## TRECHO FORNECIDO:
↓↓↓
Em relação ao discurso de Donald Trump, sobre os atletas trans, Leonardo afirma que do ponto de vista médico, o principal foco da atividade física é a promoção do bem estar físico e mental de todos os indivíduos, incluindo pessoas trans. Para ele, discutir se atletas trans e cis podem competir uns contra os outros, sobretudo no alto rendimento, é apenas a “ponta do iceberg”, e mesmo paradoxal, uma vez que sabidamente a população trans tem menor acesso à atividade física. Portanto, como pensar nessas pessoas no alto rendimento se mesmo em práticas escolares ou esporte recreativo, o início da vida esportiva de um ser humano, o acesso dessas pessoas é restrito?  

Ele também observa que a população trans representa cerca de 1-2% do total, com uma predominância de mulheres trans.
↑↑↑
## CONJUNTO DE TAREFAS:
a) De acordo com o trecho sobre atletas trans, que parcela da população total corresponde à população trans?
b) Passe para o inglês esta frase do trecho fornecido: "Ele também observa que a população trans representa cerca de 1-2% do total, com uma predominância de mulheres trans."

## CONJUNTO DE DADOS:
↓↓↓
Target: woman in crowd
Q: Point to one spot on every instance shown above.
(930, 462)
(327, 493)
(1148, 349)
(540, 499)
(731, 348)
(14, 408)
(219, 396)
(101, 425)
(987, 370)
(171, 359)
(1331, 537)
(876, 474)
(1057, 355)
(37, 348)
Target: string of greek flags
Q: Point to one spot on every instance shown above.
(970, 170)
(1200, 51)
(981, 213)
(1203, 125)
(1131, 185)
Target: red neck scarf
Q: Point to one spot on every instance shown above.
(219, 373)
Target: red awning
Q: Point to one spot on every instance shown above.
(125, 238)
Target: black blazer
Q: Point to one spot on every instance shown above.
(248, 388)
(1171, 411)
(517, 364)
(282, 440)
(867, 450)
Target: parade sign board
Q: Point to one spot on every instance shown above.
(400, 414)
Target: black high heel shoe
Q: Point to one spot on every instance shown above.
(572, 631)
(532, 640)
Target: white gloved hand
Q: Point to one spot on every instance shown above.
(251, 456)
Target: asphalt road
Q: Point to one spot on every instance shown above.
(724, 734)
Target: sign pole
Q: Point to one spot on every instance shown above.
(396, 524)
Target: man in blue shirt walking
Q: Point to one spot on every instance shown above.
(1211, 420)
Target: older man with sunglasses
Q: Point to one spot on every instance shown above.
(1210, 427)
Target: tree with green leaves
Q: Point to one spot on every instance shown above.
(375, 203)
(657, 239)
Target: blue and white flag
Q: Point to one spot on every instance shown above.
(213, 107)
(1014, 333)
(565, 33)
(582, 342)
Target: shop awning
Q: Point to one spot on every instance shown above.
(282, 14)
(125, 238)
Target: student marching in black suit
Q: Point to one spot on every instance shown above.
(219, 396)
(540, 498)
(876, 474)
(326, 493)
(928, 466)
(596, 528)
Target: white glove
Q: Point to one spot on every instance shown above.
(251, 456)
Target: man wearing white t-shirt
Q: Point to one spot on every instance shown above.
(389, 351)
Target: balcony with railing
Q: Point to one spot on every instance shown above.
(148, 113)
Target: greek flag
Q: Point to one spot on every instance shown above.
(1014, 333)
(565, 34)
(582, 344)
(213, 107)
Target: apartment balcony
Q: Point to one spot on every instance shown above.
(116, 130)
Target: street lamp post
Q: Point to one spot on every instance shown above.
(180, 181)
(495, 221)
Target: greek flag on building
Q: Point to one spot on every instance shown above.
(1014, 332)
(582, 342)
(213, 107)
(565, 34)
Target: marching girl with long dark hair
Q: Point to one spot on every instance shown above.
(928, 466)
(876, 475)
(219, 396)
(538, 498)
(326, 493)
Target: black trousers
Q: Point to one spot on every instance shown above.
↑↑↑
## RESPOSTAS DOS EXERCÍCIOS:
a) Cerca de 1-2% do total.

b) He also notes that the trans population makes up about 1-2% of the total, with a predominance of trans women.